START

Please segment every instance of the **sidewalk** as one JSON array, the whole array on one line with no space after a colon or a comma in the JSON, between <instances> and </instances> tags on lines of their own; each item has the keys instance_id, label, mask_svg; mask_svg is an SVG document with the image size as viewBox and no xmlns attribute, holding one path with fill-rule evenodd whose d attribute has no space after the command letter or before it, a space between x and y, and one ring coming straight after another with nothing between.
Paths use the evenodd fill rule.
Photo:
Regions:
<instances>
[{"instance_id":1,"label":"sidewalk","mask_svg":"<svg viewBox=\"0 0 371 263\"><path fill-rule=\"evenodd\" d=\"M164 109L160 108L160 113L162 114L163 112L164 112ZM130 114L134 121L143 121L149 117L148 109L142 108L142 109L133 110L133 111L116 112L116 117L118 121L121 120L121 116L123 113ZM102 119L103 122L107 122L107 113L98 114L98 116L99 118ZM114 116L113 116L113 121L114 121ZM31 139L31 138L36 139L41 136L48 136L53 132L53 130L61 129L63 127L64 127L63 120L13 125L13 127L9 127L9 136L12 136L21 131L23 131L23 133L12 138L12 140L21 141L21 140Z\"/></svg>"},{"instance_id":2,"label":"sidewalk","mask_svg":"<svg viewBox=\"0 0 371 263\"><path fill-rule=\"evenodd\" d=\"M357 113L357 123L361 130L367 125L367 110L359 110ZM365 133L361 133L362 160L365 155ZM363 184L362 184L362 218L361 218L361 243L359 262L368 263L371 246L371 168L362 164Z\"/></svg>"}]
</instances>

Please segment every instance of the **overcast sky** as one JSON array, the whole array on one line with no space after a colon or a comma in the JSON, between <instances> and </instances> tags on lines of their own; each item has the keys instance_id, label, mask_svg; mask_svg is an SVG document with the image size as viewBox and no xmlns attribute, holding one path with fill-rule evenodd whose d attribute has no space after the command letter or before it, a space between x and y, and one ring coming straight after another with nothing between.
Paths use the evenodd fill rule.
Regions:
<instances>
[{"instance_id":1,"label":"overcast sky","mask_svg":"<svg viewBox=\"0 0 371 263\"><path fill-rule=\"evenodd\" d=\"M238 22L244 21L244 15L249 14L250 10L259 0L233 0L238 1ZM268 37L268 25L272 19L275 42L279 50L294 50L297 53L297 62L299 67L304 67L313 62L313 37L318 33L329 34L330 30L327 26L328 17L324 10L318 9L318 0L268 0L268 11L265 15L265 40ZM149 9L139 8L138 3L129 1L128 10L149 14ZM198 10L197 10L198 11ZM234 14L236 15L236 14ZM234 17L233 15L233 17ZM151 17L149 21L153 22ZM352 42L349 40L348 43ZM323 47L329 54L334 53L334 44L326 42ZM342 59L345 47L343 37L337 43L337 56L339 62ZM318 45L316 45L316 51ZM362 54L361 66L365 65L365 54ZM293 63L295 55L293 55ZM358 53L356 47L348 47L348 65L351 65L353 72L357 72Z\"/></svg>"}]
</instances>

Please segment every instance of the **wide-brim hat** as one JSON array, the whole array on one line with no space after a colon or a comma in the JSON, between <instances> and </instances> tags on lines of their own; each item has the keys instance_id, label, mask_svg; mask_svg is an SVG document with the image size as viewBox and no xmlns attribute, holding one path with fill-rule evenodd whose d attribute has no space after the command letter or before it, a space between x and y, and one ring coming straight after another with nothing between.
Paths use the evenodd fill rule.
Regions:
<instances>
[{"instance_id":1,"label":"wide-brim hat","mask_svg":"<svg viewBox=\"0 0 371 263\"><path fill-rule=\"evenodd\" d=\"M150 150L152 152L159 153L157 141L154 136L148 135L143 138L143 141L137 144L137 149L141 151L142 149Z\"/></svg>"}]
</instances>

END
START

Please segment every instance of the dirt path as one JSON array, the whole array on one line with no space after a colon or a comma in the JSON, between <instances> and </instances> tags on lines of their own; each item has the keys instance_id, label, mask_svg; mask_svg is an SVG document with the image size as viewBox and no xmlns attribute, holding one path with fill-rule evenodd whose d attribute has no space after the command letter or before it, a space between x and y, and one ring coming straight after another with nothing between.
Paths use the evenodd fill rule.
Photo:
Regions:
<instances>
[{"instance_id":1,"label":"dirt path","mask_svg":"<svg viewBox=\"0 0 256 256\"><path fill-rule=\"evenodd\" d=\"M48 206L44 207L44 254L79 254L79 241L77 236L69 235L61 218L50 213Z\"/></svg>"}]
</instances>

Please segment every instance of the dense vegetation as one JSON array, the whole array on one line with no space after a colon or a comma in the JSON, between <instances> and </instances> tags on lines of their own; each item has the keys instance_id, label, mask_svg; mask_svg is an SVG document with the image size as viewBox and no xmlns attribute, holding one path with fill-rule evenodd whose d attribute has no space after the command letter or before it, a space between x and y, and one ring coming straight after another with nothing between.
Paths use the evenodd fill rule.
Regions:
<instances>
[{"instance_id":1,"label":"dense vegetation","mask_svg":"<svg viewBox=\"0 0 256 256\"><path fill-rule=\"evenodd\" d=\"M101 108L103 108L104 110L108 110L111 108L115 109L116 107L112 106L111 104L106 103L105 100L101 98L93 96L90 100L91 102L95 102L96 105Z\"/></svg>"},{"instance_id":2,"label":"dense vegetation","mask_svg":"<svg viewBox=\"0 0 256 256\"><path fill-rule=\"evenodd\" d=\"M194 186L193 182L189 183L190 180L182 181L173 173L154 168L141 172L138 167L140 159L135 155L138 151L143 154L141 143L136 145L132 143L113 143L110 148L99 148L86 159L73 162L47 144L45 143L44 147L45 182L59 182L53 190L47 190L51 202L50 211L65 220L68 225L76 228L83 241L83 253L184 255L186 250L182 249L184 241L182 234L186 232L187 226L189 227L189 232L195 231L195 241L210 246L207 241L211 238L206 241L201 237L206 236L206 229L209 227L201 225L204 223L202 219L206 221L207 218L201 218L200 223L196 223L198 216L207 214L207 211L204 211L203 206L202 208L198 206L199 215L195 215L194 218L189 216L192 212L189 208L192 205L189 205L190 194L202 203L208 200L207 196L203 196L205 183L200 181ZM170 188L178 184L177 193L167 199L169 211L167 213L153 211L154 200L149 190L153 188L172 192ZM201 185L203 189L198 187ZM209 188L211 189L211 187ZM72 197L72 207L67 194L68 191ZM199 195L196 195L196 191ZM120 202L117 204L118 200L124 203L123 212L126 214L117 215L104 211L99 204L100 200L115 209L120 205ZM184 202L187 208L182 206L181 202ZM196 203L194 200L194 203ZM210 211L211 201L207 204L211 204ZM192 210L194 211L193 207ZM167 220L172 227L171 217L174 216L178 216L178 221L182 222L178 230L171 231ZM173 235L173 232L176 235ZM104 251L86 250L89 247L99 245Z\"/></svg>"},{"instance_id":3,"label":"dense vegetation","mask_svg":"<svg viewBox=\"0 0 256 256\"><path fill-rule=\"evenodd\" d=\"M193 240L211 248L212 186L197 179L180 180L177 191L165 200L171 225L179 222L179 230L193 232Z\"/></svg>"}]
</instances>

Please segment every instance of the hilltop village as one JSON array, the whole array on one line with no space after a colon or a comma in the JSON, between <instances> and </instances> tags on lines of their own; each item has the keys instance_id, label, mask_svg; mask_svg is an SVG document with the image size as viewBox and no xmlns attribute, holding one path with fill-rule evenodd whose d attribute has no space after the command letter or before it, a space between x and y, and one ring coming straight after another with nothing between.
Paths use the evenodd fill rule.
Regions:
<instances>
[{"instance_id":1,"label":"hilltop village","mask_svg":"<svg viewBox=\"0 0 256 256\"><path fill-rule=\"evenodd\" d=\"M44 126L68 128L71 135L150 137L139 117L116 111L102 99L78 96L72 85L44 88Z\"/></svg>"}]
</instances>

END

Challenge: Count the lines in the entries above that contain the string "overcast". Reply with that number only.

Answer to the problem: 2